═══ PROVIDED DATA ═══

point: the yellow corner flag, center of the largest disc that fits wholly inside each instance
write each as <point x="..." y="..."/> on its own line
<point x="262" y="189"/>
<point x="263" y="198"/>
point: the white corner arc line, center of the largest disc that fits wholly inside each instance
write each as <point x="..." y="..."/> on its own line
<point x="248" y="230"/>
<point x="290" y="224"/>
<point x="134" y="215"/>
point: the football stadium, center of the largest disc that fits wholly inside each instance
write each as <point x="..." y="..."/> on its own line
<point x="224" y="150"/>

═══
═══ PROVIDED DATA ═══

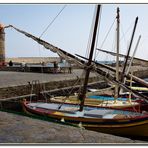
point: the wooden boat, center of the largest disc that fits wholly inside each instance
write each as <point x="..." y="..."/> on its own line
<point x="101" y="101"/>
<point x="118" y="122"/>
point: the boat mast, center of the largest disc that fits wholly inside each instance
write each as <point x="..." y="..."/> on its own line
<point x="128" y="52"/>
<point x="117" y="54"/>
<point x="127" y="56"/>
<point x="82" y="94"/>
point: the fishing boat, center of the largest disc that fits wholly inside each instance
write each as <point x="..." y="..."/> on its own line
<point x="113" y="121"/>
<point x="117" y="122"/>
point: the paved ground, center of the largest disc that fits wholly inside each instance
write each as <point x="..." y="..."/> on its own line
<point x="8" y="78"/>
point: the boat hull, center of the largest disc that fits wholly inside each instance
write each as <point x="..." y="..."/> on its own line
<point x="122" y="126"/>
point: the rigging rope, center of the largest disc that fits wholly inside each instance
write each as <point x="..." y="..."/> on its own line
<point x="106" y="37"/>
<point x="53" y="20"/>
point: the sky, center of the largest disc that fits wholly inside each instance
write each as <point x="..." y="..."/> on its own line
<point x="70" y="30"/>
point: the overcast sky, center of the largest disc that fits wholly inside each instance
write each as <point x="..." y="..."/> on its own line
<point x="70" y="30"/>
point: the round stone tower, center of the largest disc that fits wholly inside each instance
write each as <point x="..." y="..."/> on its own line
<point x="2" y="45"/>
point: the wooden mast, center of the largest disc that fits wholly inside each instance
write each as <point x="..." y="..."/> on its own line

═══

With "corner" as the string to match, show every line of the entries above that has it.

point: the yellow corner flag, center of the largest disc that fits wholly inside each instance
point: the white corner arc line, center of the largest disc that fits wholly inside each instance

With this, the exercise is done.